It couldn't have looked much worse for George Osborne in 2012 when, at the nadir of his chancellorship, he was booed by tens of thousands of people at the London Olympics. A double-dip recession. Biting austerity. Falling wages. Rising unemployment. His "omnishambles" budget. The unfortunate default facial expression: an aristocratic sneer. But just look at him now in 2015.

Employment is at a record high. Revised economic data shows the double-dip recession never actually happened. Britain's economy is the fastest growing in the Western world. Austerity continues but Osborne's tough programme was endorsed by an electorate that sent the Conservatives back into office with an unexpected majority.

The chancellor even looks more statesmanlike – he is trimmer, has neater hair, smiles more and has stopped wearing what looks like his dad's suit. He has emerged from the background, willingly, to present himself as the rightful heir to David Cameron's throne in Downing Street.

Osborne and the Conservatives won the debate on the economy and public finances in 2010. Rightly or wrongly, the public generally accepts austerity, that the previous Labour government spent and borrowed too much, and that closing the deficit – so reducing the public debt – is a matter of urgency. Now Osborne and Cameron have done a Blair – taken ownership of the political centre ground. And they've shifted it rightwards.

Nothing shows this better than the first post-election budget, in which Osborne – a one-time free market libertarian who advocated flat taxes – increased the minimum wage to appeal to working people on low-incomes. A massive statist intervention in wages, cheered on by the Conservative backbenches, that snatched the political ground from beneath Labour's feet.

COLLECTED MATERIAL:

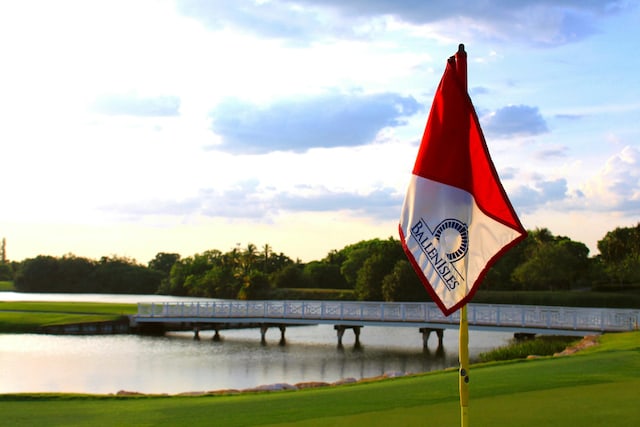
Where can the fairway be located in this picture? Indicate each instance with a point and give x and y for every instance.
(30, 317)
(599, 386)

THE TASK:
Decide whether each statement below agrees with the article about George Osborne, answering yes or no and quoting the exact words of the article that settle it. (a) Revised figures showed that the double-dip recession did not actually take place. (b) The Conservatives returned to office with a majority that had been widely expected. (c) In the first budget after the election, Osborne lowered the minimum wage.

THE RESULT:
(a) Yes: "Revised economic data shows the double-dip recession never actually happened."
(b) No: "sent the Conservatives back into office with an unexpected majority."
(c) No: "increased the minimum wage to appeal to working people on low-incomes."